SUPPLIED MATERIAL

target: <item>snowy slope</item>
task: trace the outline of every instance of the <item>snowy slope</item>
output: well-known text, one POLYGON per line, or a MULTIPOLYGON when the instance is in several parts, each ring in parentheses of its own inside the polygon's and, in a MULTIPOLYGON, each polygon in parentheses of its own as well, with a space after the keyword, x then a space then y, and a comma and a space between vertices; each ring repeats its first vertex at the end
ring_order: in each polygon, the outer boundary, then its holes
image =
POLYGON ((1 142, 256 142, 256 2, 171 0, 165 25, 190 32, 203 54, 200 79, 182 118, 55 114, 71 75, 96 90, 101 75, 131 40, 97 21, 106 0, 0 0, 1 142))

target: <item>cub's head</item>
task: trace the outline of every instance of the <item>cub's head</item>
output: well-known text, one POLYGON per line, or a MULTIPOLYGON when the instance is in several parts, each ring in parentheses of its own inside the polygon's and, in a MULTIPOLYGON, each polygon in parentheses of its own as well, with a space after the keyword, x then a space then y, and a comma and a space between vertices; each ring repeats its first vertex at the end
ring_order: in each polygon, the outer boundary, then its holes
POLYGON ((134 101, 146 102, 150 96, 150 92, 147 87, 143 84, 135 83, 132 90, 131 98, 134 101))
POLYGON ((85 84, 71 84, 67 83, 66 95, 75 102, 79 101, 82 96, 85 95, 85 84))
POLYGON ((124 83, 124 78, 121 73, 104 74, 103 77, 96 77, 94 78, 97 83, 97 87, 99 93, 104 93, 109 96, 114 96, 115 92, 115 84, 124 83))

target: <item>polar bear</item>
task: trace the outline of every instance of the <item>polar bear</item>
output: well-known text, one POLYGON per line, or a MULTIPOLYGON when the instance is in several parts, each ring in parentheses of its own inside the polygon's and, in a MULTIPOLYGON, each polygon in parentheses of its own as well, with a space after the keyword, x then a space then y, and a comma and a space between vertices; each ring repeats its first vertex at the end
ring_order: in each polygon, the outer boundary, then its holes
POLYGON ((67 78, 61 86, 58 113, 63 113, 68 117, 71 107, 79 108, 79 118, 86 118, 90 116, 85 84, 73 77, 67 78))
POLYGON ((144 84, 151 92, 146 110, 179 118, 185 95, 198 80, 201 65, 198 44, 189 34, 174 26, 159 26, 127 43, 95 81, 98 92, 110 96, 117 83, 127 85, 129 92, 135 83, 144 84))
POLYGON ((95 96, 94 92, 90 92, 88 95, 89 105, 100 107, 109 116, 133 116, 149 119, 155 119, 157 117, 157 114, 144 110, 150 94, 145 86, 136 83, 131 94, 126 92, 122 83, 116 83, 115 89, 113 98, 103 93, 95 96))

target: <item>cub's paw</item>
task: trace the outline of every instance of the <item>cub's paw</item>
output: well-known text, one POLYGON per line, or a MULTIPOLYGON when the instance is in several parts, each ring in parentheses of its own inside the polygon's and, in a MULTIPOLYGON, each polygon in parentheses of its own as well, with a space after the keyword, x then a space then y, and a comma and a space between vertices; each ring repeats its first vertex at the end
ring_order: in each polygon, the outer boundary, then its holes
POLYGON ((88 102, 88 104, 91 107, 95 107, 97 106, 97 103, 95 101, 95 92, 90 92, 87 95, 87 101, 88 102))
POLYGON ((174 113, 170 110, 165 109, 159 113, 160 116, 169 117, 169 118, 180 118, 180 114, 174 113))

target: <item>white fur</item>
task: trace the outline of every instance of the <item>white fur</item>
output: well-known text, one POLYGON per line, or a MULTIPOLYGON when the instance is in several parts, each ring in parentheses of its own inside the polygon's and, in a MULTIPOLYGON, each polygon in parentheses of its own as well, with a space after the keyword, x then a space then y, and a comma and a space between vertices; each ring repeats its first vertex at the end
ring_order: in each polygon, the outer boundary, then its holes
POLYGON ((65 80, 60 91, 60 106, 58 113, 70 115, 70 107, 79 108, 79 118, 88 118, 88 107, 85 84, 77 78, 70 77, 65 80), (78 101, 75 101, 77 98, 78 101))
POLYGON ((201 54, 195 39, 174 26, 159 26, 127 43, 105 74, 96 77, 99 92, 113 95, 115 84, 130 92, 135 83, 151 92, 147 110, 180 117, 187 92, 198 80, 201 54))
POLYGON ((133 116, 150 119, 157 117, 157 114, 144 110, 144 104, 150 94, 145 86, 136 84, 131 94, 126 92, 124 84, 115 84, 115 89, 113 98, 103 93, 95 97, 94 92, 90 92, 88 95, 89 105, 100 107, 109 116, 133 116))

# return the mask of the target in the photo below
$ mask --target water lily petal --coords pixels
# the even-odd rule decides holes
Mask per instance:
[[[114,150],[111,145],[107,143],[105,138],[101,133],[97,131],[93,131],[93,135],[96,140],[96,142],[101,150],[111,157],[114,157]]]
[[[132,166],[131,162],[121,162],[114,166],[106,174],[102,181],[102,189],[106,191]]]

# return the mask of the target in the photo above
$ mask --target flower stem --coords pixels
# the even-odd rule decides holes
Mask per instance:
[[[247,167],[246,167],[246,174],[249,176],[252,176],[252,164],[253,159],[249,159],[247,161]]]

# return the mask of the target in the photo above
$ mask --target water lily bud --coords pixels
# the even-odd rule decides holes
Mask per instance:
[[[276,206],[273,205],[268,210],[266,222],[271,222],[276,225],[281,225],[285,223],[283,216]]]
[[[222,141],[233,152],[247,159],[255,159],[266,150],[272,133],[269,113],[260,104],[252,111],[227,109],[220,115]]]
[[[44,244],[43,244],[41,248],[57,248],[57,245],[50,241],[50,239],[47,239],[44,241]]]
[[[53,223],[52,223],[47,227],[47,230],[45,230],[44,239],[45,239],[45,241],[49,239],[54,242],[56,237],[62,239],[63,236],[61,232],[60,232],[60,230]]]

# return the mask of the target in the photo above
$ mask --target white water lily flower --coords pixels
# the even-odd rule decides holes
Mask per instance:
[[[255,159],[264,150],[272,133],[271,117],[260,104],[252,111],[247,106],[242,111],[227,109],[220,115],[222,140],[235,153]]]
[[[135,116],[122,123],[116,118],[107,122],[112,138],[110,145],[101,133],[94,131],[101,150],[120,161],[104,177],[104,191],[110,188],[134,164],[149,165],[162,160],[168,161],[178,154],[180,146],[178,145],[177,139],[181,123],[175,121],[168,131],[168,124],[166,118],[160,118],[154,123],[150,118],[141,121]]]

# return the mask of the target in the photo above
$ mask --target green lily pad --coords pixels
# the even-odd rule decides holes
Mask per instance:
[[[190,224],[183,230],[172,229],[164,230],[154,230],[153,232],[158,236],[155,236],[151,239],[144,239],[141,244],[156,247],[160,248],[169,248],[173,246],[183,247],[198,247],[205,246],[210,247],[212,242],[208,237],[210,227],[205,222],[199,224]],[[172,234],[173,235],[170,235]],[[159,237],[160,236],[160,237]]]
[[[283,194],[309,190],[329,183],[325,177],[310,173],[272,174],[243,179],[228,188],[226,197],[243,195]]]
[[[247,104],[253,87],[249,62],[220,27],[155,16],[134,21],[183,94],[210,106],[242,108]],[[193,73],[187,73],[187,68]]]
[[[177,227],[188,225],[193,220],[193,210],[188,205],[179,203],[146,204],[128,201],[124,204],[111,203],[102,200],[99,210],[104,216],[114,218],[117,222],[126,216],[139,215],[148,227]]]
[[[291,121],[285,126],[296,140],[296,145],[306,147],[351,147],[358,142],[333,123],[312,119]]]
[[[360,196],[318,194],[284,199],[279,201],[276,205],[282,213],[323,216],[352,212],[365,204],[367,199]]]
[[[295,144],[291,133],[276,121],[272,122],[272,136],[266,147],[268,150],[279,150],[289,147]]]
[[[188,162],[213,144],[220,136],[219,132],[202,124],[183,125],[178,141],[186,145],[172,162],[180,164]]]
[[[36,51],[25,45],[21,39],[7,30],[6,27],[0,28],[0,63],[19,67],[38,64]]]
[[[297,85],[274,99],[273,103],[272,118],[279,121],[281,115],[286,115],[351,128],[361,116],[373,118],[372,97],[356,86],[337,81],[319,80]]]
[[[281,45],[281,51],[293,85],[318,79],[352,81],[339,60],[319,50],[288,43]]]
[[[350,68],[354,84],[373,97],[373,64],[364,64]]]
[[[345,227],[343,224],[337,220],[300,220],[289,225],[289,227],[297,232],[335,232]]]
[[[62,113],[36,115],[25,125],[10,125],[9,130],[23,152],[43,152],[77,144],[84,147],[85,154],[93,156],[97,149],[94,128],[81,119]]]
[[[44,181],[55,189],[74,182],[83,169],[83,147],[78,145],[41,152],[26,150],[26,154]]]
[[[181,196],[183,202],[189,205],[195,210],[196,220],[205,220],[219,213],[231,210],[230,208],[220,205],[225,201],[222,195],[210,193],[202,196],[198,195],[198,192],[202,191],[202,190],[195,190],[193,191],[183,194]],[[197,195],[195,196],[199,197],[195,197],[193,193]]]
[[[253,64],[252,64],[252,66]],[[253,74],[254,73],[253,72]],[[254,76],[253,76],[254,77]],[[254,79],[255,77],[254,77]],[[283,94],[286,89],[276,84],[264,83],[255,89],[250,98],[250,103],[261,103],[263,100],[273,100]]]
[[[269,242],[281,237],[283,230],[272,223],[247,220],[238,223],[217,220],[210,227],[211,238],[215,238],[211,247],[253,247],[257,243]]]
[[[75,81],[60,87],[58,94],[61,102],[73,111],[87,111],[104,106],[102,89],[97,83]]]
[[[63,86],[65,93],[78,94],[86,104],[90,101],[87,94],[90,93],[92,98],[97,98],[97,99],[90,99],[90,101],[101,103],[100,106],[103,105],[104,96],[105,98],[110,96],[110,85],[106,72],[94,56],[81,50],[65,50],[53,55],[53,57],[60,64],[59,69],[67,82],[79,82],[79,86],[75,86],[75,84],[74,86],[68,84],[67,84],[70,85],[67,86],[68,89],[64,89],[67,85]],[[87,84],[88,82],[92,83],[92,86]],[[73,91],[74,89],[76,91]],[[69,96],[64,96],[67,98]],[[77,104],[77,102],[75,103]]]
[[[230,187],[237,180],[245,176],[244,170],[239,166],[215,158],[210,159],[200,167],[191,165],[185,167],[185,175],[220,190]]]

EXERCISE
Rewrite the lines from the first one through the line containing "POLYGON ((1 142, 256", replacing "snowy slope" with "icy slope" and leaving everything else unchanged.

EXERCISE ANSWER
target: <item>icy slope</item>
task: trace the outline of every instance of the <item>icy slope</item>
output: well-known text, one POLYGON per line, or a MULTIPOLYGON when the instance is in several parts, each ring in parentheses of its own inside the polygon's and, in a MULTIPOLYGON, each polygon in parentheses of its own as well, with a space after the keyword, x then a space then y, and a comma and a space between vertices; each ring repeats its first vertex at the end
ring_order: in each polygon, the outer boundary, then its holes
image =
POLYGON ((1 142, 256 142, 256 2, 171 0, 165 25, 190 32, 203 54, 200 79, 182 118, 55 114, 71 75, 96 90, 101 75, 131 40, 97 21, 106 0, 0 0, 1 142))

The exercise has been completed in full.